REQUEST A:
Which two users are credited with solutions in the thread on the revenue problem?

ARTICLE:
---

SOLUTION: I really do not understand this problem at all... help, please! ---use the fact that revenue = price*quantity to solve the problem. the price (p) in dollars and the quantity (x) so

Question 167650: I really do not understand this problem at all... help, please! ---use the fact that revenue = price*quantity to solve the problem. the price (p) in dollars and the quantity (x) sold of a certain product are described by the following: p=-1/6x+100, 0<=x<=600.
a)express the revenue R as a function of x.
b)what quantity x maximizes the revenue?
c)what price should the company charge for the maximum revenue?
Found 2 solutions by stanbon, gonzo:
Answer by stanbon(75887) (Show Source): You can put this solution on YOUR website!
use the fact that revenue = price*quantity to solve the problem. the price (p) in dollars and the quantity (x) sold of a certain product are described by the following: p=-1/6x+100, 0<=x<=600.
a)express the revenue R as a function of x.

---

REQUEST B:
Count the lines in the entries below that contain the string "support", treating uppercase and lowercase as different, and give only the number.

---

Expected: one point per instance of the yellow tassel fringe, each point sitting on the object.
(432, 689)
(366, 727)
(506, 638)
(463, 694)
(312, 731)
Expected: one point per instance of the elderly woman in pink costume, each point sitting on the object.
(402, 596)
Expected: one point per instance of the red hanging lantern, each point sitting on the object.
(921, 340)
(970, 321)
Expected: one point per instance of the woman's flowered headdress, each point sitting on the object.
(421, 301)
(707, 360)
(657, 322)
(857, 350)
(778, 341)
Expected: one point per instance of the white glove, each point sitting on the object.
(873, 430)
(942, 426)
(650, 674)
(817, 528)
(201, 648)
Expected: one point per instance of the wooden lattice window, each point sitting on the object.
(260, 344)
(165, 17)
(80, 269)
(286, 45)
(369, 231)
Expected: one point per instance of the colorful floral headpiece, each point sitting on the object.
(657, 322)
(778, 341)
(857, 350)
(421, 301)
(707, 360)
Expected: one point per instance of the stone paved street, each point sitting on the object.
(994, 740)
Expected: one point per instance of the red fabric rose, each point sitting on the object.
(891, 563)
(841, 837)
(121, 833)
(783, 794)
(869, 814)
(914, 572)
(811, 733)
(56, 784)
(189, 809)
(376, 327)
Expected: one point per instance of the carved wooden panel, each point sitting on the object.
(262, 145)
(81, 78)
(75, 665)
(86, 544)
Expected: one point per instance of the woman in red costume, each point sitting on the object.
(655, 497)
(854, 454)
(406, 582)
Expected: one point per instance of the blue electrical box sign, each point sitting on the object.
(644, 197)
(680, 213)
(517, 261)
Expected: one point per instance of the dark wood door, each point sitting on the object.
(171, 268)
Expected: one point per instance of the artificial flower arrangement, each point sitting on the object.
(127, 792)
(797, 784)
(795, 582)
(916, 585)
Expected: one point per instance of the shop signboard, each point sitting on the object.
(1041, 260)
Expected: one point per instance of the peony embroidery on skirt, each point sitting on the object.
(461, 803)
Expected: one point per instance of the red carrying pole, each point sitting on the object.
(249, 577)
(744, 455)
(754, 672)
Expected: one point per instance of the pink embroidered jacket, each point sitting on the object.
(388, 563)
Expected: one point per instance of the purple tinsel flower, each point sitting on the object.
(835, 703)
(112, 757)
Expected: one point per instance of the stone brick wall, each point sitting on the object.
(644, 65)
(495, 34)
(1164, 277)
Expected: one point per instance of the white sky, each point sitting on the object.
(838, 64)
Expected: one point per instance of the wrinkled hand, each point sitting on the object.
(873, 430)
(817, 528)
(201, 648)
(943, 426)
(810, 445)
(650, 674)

---

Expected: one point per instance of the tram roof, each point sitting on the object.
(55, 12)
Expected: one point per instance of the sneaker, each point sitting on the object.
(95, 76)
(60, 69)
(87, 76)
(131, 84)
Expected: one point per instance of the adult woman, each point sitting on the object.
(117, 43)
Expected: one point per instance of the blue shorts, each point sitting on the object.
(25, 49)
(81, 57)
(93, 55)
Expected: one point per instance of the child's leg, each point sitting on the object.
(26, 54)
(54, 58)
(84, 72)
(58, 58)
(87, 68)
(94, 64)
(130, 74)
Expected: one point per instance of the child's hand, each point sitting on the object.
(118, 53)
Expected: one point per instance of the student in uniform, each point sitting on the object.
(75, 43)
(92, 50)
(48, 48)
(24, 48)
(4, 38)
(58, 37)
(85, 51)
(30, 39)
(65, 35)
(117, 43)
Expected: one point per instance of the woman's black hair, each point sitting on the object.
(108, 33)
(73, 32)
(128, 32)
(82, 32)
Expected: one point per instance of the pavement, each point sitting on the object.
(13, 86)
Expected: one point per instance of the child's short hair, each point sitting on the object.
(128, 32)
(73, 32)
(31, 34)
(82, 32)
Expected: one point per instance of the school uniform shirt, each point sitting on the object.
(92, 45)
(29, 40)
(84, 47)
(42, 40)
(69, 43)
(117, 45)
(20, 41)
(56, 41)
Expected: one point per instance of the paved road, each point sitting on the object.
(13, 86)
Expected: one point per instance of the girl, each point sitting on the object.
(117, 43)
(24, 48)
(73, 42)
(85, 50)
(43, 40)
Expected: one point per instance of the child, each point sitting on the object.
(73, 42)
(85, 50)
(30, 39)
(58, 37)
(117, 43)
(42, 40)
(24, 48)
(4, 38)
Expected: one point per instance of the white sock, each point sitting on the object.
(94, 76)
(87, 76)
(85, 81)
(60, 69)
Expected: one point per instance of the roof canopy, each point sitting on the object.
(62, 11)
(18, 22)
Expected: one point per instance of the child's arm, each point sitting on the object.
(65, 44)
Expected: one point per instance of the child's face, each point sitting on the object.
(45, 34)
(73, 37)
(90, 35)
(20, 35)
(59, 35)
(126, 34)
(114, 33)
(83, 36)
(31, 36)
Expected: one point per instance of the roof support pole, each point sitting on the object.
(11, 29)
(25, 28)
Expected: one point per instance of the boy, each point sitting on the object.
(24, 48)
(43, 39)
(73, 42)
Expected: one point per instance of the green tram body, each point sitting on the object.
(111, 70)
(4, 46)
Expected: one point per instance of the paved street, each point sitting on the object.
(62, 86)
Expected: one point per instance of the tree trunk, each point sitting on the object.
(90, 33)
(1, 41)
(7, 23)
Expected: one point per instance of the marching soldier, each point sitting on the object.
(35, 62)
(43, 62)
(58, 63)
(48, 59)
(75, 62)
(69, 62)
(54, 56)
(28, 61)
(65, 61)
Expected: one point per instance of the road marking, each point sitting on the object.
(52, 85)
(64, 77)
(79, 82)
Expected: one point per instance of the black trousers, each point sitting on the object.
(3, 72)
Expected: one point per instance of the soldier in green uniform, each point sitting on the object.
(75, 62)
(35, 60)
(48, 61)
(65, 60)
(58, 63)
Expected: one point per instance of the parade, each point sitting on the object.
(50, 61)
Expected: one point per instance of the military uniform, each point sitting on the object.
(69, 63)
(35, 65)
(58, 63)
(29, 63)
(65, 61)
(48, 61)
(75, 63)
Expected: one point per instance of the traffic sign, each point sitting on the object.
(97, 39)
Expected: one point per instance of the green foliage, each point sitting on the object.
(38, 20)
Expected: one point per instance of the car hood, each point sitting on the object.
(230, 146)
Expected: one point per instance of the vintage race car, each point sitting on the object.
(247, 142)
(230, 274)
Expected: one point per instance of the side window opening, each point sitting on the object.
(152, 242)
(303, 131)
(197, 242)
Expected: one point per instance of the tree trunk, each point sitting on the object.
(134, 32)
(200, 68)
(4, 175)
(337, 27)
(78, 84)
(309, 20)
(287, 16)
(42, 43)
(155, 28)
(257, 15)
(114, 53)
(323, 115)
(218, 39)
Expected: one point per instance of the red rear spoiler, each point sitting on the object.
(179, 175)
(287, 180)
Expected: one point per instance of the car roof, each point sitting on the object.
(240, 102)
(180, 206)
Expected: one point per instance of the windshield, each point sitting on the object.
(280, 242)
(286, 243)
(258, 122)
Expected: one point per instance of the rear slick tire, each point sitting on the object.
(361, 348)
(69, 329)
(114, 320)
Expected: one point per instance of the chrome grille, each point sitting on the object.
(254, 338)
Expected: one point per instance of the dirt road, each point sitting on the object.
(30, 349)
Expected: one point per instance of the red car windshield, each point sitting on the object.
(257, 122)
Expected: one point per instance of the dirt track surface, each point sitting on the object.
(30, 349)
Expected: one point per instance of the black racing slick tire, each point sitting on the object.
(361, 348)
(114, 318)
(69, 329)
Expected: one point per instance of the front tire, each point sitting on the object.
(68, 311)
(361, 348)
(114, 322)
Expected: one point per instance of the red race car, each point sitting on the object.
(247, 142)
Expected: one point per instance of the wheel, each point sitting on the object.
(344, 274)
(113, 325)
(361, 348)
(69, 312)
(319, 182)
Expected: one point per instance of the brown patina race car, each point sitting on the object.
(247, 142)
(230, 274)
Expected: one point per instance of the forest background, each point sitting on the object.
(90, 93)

---

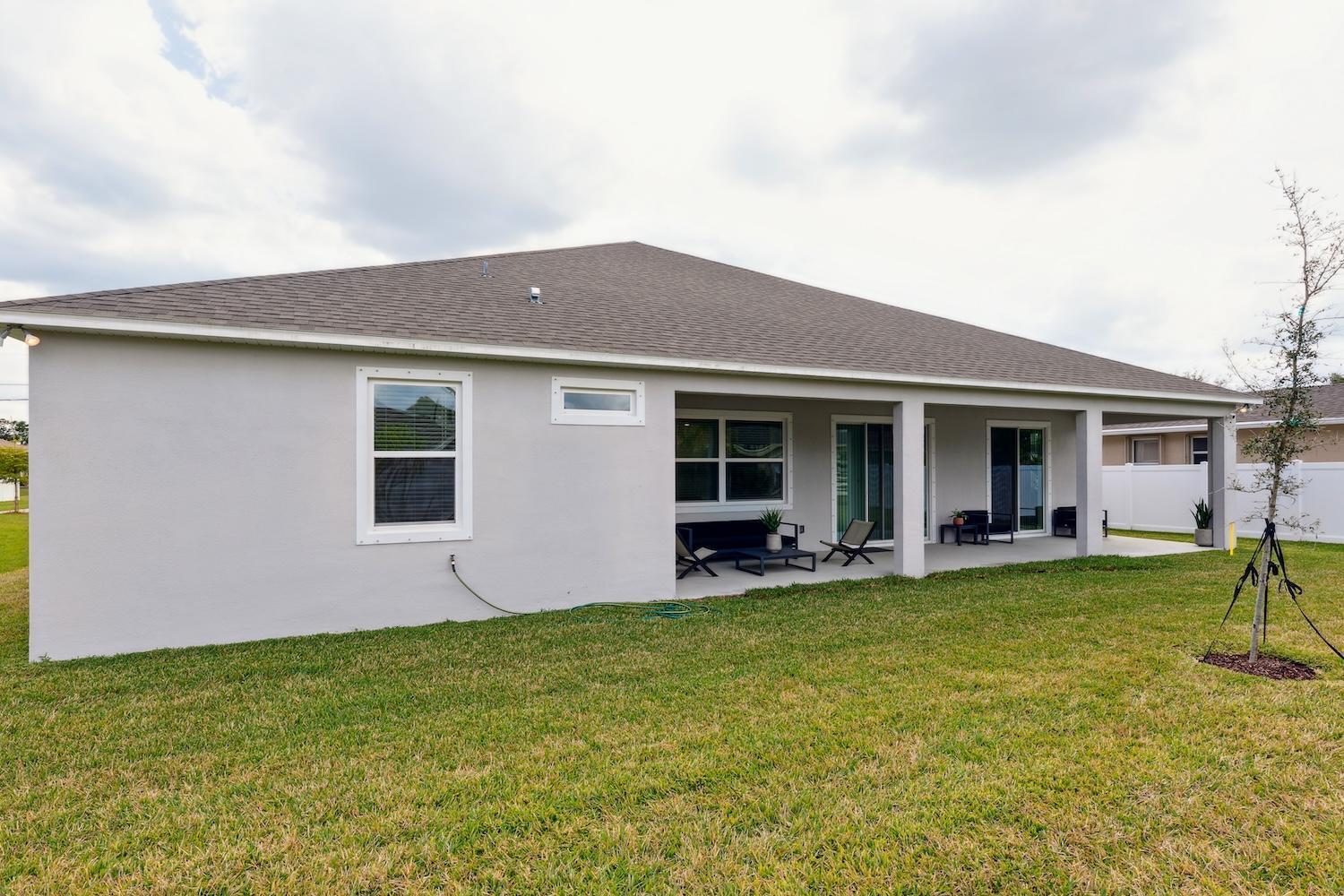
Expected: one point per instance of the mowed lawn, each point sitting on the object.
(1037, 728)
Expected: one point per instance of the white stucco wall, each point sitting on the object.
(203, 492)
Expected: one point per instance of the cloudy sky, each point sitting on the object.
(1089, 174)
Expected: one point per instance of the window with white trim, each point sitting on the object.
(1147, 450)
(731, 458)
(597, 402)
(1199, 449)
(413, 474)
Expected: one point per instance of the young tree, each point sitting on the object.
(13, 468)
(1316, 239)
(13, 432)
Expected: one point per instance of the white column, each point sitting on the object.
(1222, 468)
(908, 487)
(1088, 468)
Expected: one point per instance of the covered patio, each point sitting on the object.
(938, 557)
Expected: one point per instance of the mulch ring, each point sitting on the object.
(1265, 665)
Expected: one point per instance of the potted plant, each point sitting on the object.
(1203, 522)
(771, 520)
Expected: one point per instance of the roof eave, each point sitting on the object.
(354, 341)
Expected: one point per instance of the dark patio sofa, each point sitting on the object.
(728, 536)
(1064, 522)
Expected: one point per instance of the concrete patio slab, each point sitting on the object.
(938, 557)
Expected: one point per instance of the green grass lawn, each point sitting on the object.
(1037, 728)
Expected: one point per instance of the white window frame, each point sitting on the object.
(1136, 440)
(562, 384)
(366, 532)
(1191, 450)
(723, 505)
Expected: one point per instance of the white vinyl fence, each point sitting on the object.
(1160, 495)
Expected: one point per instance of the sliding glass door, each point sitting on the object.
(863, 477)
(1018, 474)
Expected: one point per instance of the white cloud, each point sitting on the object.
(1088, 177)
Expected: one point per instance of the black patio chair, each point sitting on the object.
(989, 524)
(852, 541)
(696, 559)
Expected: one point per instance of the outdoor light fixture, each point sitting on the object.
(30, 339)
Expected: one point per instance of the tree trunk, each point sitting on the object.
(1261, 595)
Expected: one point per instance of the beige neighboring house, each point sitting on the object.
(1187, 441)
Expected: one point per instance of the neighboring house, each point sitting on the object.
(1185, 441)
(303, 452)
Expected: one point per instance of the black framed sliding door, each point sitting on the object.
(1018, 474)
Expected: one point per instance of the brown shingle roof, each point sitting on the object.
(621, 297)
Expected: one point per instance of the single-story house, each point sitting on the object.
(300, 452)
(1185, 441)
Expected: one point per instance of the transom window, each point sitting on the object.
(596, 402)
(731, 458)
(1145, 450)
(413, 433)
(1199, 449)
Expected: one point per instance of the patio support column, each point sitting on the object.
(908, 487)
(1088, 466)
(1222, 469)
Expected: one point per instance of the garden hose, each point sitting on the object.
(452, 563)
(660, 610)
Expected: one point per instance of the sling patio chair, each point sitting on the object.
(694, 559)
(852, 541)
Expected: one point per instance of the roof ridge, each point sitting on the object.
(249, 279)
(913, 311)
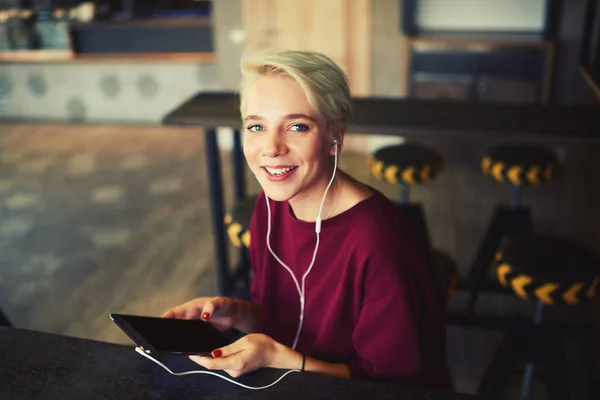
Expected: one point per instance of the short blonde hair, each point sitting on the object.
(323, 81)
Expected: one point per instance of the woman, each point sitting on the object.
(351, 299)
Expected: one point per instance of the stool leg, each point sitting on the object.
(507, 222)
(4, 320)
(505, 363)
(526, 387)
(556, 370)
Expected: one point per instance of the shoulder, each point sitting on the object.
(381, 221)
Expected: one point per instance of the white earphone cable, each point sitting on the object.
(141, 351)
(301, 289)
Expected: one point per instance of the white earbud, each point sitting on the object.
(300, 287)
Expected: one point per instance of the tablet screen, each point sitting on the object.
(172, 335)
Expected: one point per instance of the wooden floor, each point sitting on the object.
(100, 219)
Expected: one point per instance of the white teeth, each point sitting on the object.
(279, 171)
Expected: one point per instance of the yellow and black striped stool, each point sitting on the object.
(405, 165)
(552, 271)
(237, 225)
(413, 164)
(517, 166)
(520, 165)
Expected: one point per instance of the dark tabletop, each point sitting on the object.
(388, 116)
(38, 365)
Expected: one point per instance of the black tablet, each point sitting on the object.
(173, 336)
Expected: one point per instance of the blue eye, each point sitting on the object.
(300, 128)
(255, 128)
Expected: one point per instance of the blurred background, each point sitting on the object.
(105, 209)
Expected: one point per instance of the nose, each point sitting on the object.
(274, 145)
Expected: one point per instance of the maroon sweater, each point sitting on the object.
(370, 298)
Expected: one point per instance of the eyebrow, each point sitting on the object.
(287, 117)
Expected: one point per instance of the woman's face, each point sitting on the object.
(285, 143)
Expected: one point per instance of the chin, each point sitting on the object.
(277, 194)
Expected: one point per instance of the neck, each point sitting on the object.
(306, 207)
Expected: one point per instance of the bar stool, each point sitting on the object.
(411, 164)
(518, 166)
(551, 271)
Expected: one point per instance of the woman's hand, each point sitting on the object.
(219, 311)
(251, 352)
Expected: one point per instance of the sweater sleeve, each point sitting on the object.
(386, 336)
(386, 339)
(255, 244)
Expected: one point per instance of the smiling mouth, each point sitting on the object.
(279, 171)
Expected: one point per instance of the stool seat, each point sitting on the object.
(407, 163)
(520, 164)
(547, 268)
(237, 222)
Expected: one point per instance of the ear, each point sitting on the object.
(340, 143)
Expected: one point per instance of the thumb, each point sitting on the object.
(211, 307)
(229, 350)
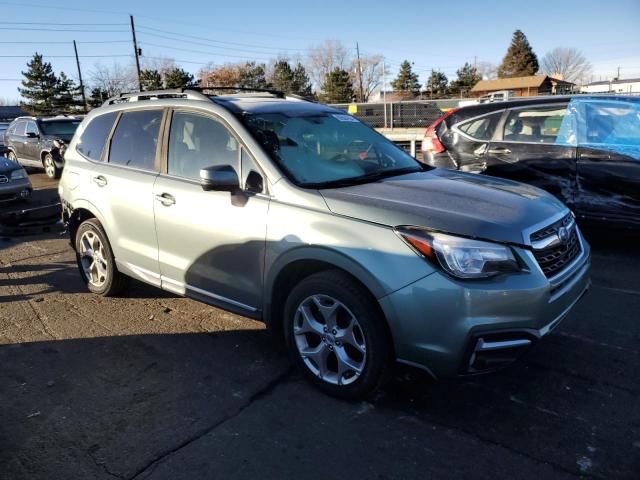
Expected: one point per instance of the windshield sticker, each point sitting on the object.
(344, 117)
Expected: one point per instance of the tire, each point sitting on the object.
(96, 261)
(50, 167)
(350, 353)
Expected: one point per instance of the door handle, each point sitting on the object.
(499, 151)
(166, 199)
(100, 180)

---

RESULT A:
stanbon and gonzo

RESULT B:
2